▸ What you will do:
Set down the listing below verbatim, but only from its first line through the line containing "Tag the metal".

——

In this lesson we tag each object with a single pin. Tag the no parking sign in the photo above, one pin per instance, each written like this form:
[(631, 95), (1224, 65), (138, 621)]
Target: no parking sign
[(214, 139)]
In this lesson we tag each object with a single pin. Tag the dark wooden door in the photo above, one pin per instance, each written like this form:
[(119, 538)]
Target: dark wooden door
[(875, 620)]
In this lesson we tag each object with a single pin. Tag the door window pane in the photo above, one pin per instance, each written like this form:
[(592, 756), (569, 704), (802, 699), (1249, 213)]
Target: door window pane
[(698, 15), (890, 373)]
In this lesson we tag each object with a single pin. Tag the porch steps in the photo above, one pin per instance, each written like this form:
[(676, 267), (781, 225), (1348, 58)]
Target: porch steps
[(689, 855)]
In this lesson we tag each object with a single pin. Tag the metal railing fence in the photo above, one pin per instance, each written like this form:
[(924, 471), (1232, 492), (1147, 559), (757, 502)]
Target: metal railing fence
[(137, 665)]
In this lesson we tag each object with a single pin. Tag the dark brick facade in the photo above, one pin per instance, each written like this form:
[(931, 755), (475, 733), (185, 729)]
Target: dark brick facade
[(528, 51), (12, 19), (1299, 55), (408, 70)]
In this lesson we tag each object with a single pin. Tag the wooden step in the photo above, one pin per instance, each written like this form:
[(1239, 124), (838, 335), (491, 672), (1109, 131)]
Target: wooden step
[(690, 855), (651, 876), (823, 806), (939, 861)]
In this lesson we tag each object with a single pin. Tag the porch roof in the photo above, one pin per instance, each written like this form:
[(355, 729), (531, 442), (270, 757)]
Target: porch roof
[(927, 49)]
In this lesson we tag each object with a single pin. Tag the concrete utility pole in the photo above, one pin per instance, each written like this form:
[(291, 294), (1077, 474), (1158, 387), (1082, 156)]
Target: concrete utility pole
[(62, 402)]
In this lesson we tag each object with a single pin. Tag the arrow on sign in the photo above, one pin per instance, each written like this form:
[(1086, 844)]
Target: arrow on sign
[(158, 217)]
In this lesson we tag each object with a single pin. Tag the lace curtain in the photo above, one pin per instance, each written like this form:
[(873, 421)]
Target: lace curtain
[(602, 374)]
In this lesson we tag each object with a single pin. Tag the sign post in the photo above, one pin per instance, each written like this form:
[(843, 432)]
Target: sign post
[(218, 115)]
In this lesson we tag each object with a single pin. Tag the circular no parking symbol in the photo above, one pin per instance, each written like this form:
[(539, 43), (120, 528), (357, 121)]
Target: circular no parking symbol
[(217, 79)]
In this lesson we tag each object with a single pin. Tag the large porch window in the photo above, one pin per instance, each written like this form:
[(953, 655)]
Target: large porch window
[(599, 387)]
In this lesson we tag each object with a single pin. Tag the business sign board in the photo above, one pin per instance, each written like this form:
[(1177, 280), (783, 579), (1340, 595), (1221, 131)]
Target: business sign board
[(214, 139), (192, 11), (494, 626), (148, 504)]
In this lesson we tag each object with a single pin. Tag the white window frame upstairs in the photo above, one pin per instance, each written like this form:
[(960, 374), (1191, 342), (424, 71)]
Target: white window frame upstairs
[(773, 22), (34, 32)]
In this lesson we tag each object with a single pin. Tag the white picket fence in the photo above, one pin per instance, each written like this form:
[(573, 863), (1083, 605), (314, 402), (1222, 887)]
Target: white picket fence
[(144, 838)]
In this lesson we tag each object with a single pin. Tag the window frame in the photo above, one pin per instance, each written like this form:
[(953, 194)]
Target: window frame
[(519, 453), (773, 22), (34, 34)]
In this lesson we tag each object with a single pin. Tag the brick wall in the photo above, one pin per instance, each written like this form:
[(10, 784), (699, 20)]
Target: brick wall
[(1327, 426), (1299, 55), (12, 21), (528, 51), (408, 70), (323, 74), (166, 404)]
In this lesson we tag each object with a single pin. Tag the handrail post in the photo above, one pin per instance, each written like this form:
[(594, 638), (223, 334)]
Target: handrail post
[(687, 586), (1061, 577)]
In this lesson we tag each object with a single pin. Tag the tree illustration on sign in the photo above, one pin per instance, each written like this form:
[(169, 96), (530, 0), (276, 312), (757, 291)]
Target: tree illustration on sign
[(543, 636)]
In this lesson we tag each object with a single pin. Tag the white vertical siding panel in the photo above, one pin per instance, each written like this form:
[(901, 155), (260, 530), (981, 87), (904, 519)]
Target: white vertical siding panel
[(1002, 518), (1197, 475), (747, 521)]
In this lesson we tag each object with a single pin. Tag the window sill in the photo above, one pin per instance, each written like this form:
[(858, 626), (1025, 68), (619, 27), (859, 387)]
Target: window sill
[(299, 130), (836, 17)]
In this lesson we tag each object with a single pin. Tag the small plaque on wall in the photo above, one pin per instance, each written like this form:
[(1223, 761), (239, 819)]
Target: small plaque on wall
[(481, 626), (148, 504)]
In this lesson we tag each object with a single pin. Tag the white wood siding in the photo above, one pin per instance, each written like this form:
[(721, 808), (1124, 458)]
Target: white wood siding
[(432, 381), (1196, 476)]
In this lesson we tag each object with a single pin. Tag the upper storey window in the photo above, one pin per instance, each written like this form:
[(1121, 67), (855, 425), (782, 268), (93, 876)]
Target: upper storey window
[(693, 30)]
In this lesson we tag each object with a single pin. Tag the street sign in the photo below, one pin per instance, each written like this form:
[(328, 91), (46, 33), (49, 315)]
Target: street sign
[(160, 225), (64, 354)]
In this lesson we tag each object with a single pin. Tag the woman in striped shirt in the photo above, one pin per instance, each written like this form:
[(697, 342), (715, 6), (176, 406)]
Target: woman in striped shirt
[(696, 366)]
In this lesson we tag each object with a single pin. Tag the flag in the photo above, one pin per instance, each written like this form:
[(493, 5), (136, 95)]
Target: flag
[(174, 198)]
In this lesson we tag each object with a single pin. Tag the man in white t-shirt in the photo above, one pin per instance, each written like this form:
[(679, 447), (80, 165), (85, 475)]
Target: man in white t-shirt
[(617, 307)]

——

▸ Solution to this exercise:
In this lesson we tag each object with a single pin. Tag the no parking sign in the photo above, one pin per instance, each written like this form:
[(631, 95), (1224, 65), (138, 621)]
Target: no parking sign
[(214, 139)]
In this lesson we tag each object with a single pin. Tag the dark wooden door in the photo above, one pin per instance, each written like this form:
[(119, 538)]
Target: dark wooden door
[(875, 620)]
In this lesson we tag each object with a single pin. Tag the door window pane in the photo above, one pin per instance, each written like this form:
[(592, 756), (569, 704), (802, 699), (1249, 213)]
Target: door window pane
[(698, 15), (890, 373)]
In this lesson we tag each object with a single pin. Tag the porch steps in the photo above, one pin per instance, each written like this form:
[(676, 267), (781, 225), (1348, 58)]
Target: porch steps
[(689, 855)]
In this lesson we tag each object with a single pin. Tag the metal railing fence in the photo above, one pin per instance, each written like this form:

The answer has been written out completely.